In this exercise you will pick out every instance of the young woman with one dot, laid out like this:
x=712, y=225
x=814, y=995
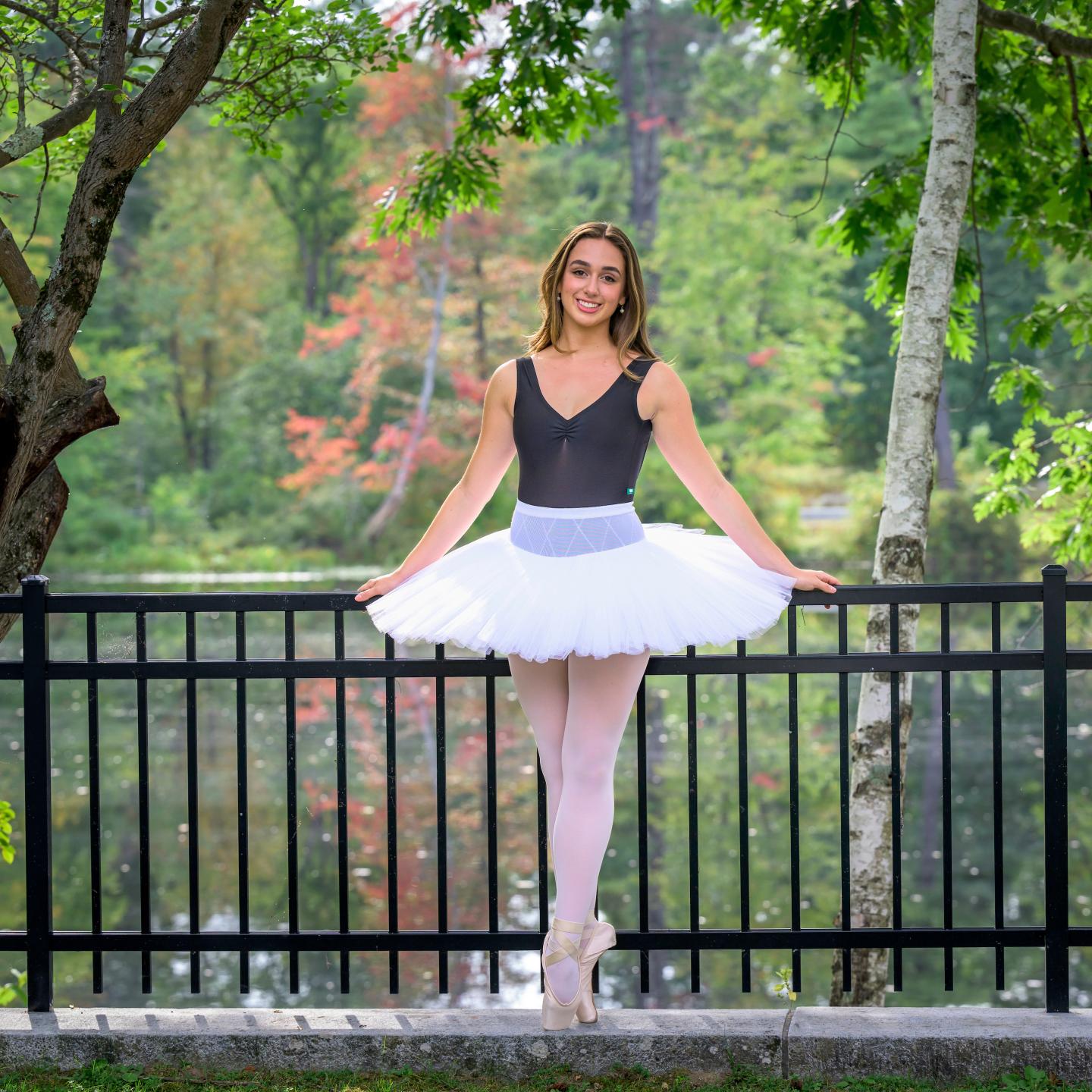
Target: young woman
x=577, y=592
---
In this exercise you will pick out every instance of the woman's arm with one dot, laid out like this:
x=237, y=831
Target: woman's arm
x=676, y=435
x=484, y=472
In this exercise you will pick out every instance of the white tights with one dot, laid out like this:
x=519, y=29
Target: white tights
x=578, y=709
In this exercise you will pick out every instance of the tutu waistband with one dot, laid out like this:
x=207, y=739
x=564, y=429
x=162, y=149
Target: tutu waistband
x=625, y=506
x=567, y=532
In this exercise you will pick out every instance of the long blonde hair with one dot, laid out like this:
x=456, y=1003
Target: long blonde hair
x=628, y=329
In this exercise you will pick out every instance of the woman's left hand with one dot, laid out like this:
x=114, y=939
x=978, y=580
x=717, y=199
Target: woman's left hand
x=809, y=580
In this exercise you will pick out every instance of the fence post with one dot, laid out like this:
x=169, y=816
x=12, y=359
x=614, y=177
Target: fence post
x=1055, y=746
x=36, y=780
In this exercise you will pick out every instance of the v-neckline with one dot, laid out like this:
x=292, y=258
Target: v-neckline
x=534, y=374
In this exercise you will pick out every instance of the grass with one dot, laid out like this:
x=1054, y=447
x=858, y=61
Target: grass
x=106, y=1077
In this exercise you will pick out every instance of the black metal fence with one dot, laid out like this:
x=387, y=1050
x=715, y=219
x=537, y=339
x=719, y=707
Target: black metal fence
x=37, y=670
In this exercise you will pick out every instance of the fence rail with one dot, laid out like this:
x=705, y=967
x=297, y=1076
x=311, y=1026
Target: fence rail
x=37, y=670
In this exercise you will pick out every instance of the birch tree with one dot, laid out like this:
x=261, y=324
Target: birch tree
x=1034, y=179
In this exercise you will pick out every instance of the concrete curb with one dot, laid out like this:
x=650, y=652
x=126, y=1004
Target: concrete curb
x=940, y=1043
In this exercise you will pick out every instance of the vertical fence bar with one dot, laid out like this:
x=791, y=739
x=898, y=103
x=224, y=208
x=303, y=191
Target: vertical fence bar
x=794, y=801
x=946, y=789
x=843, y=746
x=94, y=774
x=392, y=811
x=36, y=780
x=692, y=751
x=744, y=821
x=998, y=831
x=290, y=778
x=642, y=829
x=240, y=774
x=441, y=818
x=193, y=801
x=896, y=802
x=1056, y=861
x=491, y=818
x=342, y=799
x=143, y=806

Your task:
Give back exactly the lines above, from the line containing "x=292, y=258" through the line containing "of the black", with both end lines and nothing more.

Exercise output:
x=292, y=258
Target: v-neckline
x=534, y=374
In this exercise you will pick out every instance of the grass with one dot, laid out like this:
x=1054, y=447
x=858, y=61
Target: grass
x=106, y=1077
In this exercise you will pick out every instance of the black metal fence with one dot, laid out like this:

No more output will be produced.